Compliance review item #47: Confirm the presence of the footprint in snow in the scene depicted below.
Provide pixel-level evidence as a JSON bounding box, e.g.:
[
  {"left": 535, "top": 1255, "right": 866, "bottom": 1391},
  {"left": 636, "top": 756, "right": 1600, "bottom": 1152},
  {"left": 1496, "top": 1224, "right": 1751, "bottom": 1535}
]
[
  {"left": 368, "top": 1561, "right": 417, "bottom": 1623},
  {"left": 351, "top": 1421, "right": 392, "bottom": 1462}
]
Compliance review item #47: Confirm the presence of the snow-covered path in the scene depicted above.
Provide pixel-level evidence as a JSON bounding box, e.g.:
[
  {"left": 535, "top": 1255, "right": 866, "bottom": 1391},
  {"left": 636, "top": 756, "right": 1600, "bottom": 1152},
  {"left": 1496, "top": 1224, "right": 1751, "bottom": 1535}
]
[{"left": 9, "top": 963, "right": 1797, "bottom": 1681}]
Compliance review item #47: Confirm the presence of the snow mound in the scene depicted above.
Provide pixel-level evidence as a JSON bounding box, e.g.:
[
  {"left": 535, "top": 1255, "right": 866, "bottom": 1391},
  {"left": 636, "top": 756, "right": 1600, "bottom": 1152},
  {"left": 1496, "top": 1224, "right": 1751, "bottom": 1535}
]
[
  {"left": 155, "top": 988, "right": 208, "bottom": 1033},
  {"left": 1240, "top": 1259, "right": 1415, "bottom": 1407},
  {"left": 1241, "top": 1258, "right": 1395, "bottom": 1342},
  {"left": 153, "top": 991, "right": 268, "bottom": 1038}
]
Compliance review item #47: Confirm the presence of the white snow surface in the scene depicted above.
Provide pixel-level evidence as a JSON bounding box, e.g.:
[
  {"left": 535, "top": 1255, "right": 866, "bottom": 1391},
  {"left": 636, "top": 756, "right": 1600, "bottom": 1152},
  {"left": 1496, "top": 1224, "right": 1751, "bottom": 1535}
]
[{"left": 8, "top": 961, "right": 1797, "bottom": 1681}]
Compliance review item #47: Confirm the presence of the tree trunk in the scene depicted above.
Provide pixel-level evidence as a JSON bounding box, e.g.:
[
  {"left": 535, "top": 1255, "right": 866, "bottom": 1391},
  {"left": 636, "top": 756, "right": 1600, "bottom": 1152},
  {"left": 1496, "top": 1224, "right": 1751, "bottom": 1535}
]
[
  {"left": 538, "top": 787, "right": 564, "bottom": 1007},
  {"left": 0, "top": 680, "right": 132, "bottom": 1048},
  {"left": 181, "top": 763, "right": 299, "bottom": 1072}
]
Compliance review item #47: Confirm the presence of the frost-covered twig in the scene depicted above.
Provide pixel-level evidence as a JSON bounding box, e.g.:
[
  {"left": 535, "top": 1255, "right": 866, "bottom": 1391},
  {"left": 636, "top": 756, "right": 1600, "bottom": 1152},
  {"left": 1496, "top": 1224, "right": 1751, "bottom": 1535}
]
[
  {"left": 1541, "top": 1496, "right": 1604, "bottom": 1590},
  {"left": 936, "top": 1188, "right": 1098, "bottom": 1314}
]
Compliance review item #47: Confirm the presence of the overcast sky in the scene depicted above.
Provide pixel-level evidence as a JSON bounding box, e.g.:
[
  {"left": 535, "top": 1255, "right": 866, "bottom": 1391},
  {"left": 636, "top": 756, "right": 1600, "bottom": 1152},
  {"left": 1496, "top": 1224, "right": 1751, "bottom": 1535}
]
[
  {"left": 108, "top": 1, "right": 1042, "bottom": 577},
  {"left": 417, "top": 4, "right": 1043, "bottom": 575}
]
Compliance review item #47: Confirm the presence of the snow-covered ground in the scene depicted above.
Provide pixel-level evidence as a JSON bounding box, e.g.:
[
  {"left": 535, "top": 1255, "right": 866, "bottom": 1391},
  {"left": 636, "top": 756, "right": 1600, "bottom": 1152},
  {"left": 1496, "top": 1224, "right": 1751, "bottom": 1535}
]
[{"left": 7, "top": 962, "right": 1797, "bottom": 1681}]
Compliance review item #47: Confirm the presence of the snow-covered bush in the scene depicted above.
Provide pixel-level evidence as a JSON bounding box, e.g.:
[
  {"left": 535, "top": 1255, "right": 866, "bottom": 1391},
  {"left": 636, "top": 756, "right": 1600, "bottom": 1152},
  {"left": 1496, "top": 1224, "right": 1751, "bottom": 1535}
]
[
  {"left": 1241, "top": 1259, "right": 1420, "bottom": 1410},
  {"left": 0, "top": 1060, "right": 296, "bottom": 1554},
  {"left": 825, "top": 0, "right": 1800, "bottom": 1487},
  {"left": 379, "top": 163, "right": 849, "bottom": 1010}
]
◇ ◇ ◇ ◇
* YOUR ASSIGNMENT
Please find every line in the records above that holds the word "Compliance" and copy it.

* TASK RESPONSE
Compliance review item #47: Confirm the presence of the footprint in snow in the scene depicted below.
Compliance review item #47: Confirm the presence of the snow-covered path in the scene depicted above.
Compliance review item #47: Confirm the presence of the snow mound in the scene depicted above.
Compliance review item #47: Confirm the presence of the white snow surface in the scene depicted above.
Compliance review item #47: Confirm the presence of the tree trunk in the scene depicted above.
Compliance review item #47: Confirm the presence of the frost-covered twig in the scene depicted above.
Compliance review item #47: Confirm the presence of the overcast sky in the scene depicted above.
Compliance review item #47: Confirm the presence of the snow-covered ground in the scene depicted above.
Compliance review item #47: Confirm the presence of the snow-covered bush in the scene depicted above.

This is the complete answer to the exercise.